Go through the records and extract every line with the word "Target".

- Exercise inputs
◇ ◇ ◇ ◇

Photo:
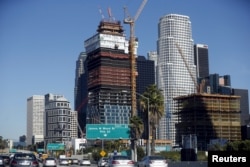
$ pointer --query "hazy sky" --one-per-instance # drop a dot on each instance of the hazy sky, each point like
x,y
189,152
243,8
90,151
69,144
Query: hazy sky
x,y
40,41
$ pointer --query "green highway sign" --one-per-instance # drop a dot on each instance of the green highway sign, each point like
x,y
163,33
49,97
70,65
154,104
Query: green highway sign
x,y
55,146
107,131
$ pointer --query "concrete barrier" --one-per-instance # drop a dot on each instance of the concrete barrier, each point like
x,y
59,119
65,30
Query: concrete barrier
x,y
188,164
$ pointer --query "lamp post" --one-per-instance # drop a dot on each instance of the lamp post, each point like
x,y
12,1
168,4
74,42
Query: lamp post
x,y
148,141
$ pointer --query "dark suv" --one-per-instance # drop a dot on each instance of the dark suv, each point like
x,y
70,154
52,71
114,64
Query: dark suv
x,y
24,159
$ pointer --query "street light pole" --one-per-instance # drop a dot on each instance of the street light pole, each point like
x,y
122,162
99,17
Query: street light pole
x,y
148,141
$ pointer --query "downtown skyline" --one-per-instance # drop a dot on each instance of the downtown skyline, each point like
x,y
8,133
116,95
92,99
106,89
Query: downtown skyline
x,y
40,43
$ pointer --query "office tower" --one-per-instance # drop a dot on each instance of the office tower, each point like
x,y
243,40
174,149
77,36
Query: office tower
x,y
219,84
74,124
109,75
244,105
35,113
81,90
175,51
201,60
58,119
146,75
152,55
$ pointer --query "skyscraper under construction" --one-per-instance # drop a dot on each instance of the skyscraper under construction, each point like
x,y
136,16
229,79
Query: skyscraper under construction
x,y
109,75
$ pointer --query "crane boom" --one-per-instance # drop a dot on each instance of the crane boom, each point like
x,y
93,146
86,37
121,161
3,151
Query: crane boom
x,y
140,10
131,22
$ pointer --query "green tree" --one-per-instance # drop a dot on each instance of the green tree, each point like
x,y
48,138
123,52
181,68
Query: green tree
x,y
156,109
136,128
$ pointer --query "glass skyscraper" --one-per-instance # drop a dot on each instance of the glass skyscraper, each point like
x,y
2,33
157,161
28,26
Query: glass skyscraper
x,y
176,71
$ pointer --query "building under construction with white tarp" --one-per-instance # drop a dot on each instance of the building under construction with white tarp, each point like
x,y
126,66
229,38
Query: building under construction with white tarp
x,y
208,116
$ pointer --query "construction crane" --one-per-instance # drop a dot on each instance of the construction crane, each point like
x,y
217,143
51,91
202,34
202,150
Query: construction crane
x,y
131,22
199,87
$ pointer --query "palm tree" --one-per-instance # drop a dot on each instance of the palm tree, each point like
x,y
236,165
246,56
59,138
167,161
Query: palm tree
x,y
156,109
136,130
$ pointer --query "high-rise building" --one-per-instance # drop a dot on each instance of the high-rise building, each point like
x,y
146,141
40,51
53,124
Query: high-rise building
x,y
109,75
201,60
35,123
152,55
209,116
176,69
244,105
59,123
81,90
146,75
145,78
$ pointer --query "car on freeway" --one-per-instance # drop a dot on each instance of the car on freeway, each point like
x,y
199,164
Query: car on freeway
x,y
1,161
103,162
85,162
6,159
152,161
49,162
120,161
24,159
64,162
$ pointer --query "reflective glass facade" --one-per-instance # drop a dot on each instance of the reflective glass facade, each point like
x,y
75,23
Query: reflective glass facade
x,y
176,75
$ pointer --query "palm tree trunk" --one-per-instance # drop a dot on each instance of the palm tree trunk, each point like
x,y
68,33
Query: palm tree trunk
x,y
153,141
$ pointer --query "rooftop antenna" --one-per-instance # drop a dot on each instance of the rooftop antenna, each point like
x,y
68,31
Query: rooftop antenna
x,y
100,11
110,14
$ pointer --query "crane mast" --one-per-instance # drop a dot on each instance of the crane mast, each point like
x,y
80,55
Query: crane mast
x,y
131,22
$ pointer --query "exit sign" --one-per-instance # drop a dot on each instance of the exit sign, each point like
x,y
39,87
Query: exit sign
x,y
107,131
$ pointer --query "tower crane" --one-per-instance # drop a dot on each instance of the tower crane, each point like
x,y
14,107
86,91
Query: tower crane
x,y
131,22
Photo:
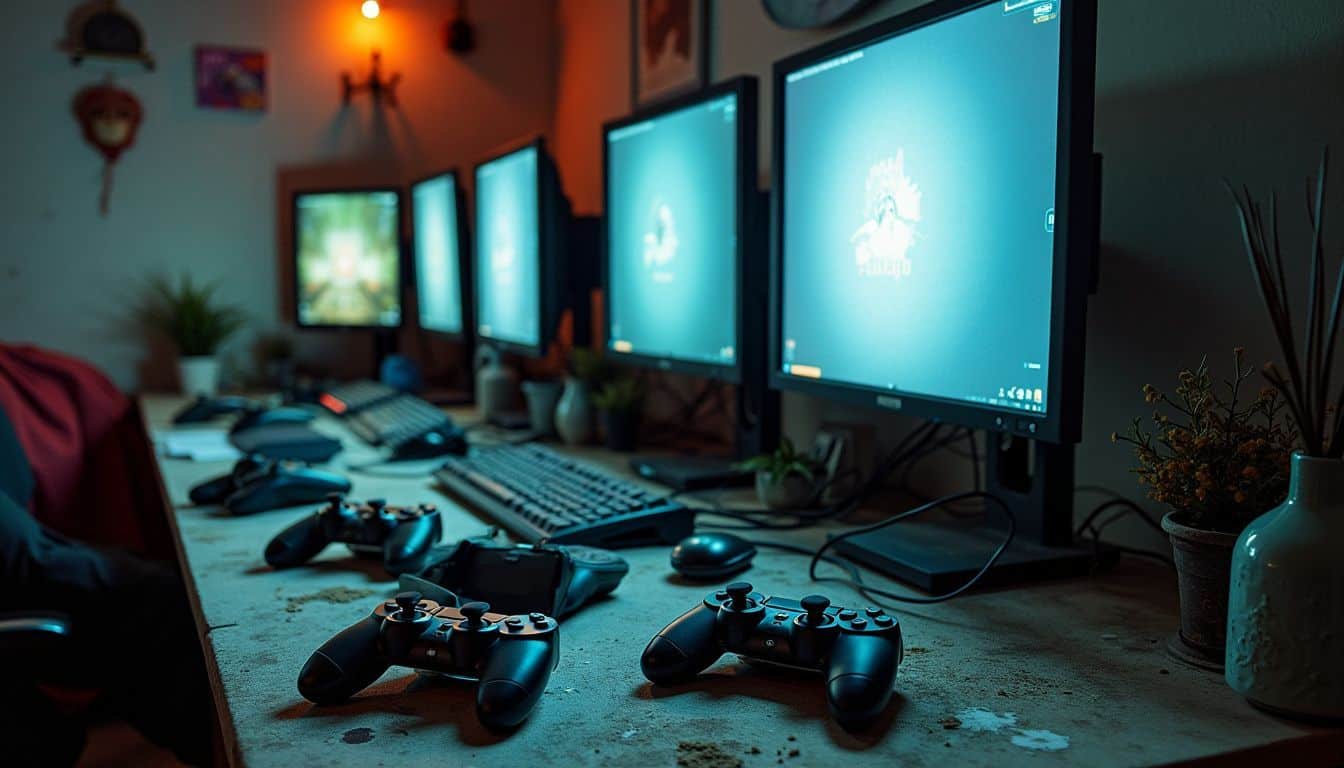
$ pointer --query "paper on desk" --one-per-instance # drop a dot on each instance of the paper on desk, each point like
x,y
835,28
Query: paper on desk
x,y
198,445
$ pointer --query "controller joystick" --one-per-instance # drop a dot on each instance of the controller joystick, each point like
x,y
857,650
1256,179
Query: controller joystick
x,y
511,666
403,541
739,595
858,654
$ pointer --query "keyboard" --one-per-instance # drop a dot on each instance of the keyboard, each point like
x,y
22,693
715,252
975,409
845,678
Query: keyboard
x,y
409,425
543,496
354,397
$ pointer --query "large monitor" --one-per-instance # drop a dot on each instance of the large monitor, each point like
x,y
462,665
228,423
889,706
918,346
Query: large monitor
x,y
347,258
933,232
679,186
438,248
520,241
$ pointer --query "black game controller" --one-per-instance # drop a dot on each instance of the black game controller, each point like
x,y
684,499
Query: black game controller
x,y
858,650
257,484
519,579
510,657
401,535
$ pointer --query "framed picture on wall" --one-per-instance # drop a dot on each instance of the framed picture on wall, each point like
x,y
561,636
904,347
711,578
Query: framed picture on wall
x,y
230,78
668,47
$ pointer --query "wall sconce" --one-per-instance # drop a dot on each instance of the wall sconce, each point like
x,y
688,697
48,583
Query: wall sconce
x,y
374,84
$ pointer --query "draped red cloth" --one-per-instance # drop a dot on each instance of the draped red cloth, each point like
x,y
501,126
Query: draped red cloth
x,y
88,451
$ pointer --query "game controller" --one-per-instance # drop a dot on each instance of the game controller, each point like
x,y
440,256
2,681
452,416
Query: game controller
x,y
510,657
257,484
402,537
856,650
519,579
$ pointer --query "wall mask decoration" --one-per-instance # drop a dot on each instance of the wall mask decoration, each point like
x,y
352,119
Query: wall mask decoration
x,y
100,28
109,117
668,49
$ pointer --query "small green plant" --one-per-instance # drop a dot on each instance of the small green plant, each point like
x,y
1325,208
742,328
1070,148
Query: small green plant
x,y
590,366
620,396
785,460
186,314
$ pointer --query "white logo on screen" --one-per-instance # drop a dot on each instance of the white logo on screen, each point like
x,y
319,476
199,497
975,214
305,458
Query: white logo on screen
x,y
882,244
660,244
503,253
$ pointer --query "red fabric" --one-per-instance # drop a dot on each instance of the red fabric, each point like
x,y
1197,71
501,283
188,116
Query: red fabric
x,y
79,435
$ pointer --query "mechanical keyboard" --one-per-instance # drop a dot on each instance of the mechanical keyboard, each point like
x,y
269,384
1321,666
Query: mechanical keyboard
x,y
409,425
543,496
354,397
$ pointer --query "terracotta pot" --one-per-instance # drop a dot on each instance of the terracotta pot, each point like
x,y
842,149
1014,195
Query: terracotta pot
x,y
1203,569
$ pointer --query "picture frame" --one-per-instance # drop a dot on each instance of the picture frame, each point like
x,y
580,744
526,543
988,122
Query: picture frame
x,y
230,78
669,45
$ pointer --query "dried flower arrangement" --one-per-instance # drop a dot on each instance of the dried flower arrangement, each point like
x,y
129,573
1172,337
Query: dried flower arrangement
x,y
1219,462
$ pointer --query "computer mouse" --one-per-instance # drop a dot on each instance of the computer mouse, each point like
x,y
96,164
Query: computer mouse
x,y
711,556
272,416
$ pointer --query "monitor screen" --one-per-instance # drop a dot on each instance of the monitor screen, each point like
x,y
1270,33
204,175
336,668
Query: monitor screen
x,y
347,258
437,265
672,234
917,236
508,266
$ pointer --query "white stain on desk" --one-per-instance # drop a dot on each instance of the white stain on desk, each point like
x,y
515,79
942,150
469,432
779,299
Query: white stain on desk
x,y
980,720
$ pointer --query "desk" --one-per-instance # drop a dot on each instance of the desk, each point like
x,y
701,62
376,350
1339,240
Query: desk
x,y
1077,667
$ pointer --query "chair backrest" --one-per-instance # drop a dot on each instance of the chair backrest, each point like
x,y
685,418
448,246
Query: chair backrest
x,y
16,478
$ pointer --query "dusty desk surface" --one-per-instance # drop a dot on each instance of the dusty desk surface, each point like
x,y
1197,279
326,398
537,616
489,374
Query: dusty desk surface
x,y
1066,673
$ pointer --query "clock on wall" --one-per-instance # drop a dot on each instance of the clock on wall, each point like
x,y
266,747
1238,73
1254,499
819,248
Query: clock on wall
x,y
811,14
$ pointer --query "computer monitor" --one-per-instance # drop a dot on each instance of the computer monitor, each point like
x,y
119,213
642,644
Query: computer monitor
x,y
347,248
679,187
520,248
438,249
934,230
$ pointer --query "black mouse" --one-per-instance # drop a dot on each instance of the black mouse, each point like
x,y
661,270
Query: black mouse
x,y
711,556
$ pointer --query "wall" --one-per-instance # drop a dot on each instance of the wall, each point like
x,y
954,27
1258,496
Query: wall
x,y
198,193
1186,93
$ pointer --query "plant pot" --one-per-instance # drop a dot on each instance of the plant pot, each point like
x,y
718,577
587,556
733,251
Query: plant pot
x,y
1203,562
542,397
574,412
1285,628
621,429
199,374
792,492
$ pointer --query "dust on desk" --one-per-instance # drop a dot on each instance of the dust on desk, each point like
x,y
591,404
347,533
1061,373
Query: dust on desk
x,y
329,595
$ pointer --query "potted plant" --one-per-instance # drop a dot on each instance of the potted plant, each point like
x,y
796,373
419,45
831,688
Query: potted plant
x,y
785,479
585,370
1216,459
188,315
1285,620
621,402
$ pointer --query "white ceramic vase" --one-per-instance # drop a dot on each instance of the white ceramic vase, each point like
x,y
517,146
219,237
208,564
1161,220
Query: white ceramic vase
x,y
1285,615
199,374
574,413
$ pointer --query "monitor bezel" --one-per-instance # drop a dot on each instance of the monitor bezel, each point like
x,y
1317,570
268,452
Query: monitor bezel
x,y
549,272
401,256
1074,233
464,254
745,89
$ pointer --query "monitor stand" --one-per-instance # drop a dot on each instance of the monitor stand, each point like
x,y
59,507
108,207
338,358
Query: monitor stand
x,y
1035,480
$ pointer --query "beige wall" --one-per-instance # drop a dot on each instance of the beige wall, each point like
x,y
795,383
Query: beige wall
x,y
1186,93
199,190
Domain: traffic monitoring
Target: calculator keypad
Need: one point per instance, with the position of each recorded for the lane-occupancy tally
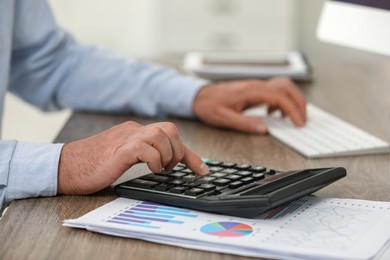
(224, 177)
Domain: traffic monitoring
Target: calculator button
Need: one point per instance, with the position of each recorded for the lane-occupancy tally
(191, 184)
(187, 171)
(178, 174)
(271, 172)
(178, 189)
(218, 175)
(176, 182)
(233, 177)
(230, 171)
(194, 192)
(216, 169)
(221, 182)
(243, 166)
(258, 176)
(190, 178)
(235, 184)
(206, 179)
(214, 163)
(155, 177)
(163, 187)
(207, 187)
(244, 173)
(228, 164)
(178, 168)
(145, 184)
(258, 169)
(247, 180)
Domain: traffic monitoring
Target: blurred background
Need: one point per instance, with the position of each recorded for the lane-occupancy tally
(166, 29)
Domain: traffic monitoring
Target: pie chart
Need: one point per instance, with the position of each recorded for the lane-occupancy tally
(227, 229)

◇ ◇ ◇ ◇

- Written response
Target: calculator keypad
Target: calculator button
Target: blurred background
Target: pie chart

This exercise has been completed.